Replace "dot" with "mark" in the data from the line that has "of the gold" through the line that has "point(426, 411)". Write out only those lines, with nothing else changed.

[EXCERPTED DATA]
● ● ● ●
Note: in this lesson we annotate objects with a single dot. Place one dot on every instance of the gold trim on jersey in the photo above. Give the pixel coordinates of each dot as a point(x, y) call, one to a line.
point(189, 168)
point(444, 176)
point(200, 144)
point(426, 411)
● ● ● ●
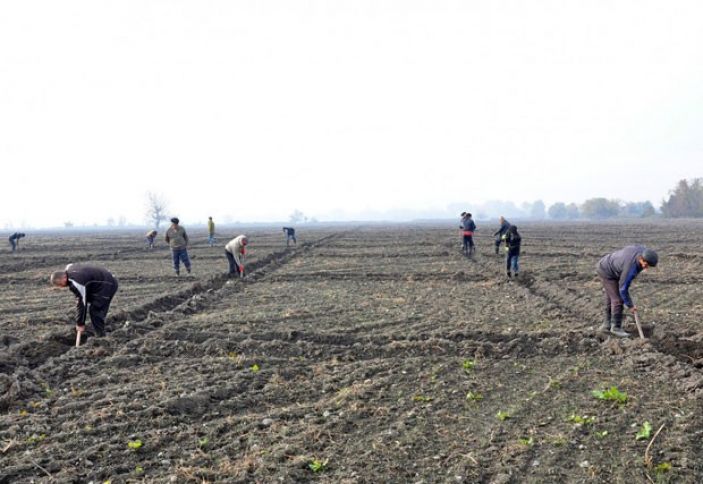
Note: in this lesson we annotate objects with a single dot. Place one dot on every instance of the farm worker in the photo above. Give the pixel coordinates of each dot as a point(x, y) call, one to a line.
● ● ● ●
[OUTPUT OF THE TASK]
Note: in this lesson we annotate objects with a single mark. Place one mark on every instance of the gold trim on jersey in the photo above. Give the pixel coordinates of each mark as a point(x, y) call, one to a line.
point(189, 168)
point(444, 176)
point(200, 144)
point(426, 411)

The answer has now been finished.